== Text ==
Monday, March 28, 2016

Holiday Traditions: Easter

Our children get excited. Really, really excited for any holiday. Our oldest who typically presents with a more shy and conservative demeanor suddenly bounces off of the walls which usually ends in an epic meltdown. He stops sleeping and just get "sooooooooo excited." Whether it's a quiet day with the family or an exciting adventure, it tends to yield too much excitement for him. Perhaps this is a trickle effect for him from having a birthday over Christmas and that has set some tone for subsequent holidays. I don't know.  Our youngest can "handle the pressure" but our oldest, absolutely cannot contain his that I have officially over-used the word "excitement", I can honestly say that he has a distinctive personality that continually allows you to look at things from new perspective and grow your patience.

We struggle to maintain the excitement and passion for celebrations with a calm and peaceful vibe; can you relate?  This year for Easter we planned a family breakfast. The whole focus for the festivities became about this special breakfast. And--- it worked. We still had the "traditional" - commercialized? - egg hunt but the focus on the family breakfast without any mention of the egg hunt, yielded a successful day. A really successful day. A new tradition has been formed where we focus on the details of the holiday meal. This seems to provide the excitement for our son while keeping that excitement contained and ensuring the focus of the holiday is that of family versus commercialism. He had the details covered - pancakes shaped as bunnies, the remaining pancakes served in a Easter basket, special spring napkins... he set the table with pride, escorted everyone to the table... the day followed with an Easter Egg Hunt, a family walk to a local farm, and ended with a family movie night.

You can tell from this, we are not religious but we have begun reading "Our Daily Bread." We grapple on a daily basis to find peace and surround ourselves with a central focus that is bigger than ourselves... Our six year old absolutely gravitates to this book and its messages. I highly recommend checking it out. Discovery House introduces the book well, "If you’re looking for ways to help your children or grandchildren learn and grow spiritually without being too preachy, too boring, or too demanding, look no further. Bestselling children’s author Crystal Bowman and her daughter, Teri McKinley, present short and engaging devotions, easy-to-remember Bible verses, and exciting facts that encourage children to spend time with God and apply the truths of His Word to their everyday lives. This illustrated, kid-friendly version of the well-loved Our Daily Bread devotional is perfect for children ages 6–10."

== Challenge A ==
Name the activities that, according to the Easter post, followed the family breakfast.

== Materials provided ==
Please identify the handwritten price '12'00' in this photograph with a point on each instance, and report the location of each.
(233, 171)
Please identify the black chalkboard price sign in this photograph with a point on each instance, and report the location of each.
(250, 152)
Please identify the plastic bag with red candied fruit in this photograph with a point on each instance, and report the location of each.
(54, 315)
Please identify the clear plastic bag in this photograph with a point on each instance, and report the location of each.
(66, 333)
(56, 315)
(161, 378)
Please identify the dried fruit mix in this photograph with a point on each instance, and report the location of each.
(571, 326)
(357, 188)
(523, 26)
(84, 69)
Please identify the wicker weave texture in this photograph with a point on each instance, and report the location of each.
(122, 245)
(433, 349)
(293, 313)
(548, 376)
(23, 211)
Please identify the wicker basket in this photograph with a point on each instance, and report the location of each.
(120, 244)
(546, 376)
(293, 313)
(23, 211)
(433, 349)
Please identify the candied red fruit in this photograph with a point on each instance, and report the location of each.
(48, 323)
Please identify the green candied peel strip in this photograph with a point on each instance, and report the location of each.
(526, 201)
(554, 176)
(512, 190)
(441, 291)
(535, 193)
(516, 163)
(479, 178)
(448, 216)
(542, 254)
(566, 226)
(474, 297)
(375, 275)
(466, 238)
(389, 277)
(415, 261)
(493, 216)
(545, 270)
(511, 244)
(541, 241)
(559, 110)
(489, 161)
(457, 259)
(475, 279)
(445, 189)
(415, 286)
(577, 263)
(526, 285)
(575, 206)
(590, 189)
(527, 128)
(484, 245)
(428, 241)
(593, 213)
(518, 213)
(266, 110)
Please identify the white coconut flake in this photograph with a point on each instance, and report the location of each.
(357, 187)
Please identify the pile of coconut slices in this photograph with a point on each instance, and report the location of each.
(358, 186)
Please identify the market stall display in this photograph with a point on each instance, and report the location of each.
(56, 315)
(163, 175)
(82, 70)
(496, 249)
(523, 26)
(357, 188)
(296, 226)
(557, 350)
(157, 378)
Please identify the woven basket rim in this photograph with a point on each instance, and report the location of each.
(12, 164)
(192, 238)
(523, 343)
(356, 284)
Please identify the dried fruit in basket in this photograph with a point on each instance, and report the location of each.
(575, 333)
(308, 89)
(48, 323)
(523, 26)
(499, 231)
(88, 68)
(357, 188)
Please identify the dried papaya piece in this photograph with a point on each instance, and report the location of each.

...

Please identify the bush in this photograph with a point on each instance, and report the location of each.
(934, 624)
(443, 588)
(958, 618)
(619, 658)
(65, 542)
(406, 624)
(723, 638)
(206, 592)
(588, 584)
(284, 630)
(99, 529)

--

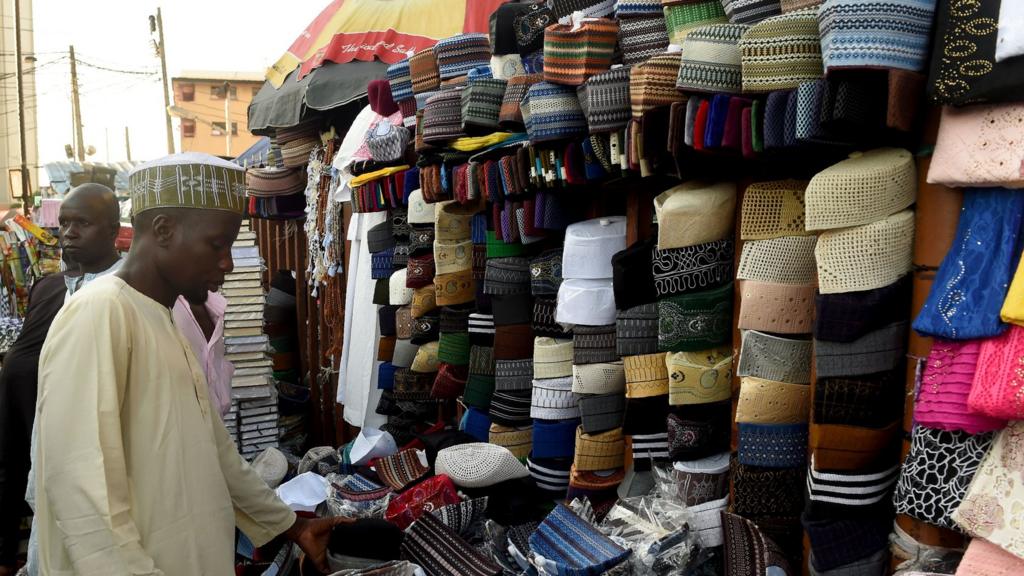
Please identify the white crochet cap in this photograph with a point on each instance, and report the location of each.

== Challenge B ==
Pick out every line of the records that contains the word "coconut", and copy each such line.

== Task solution A ==
An Easter Egg Hunt, a family walk to a local farm, and a family movie night.

== Task solution B ==
Please identify the white coconut flake in this photograph with a point on each instance, and report the location of each.
Please identify the pile of coconut slices in this photograph with a point on each instance, and report the location of each.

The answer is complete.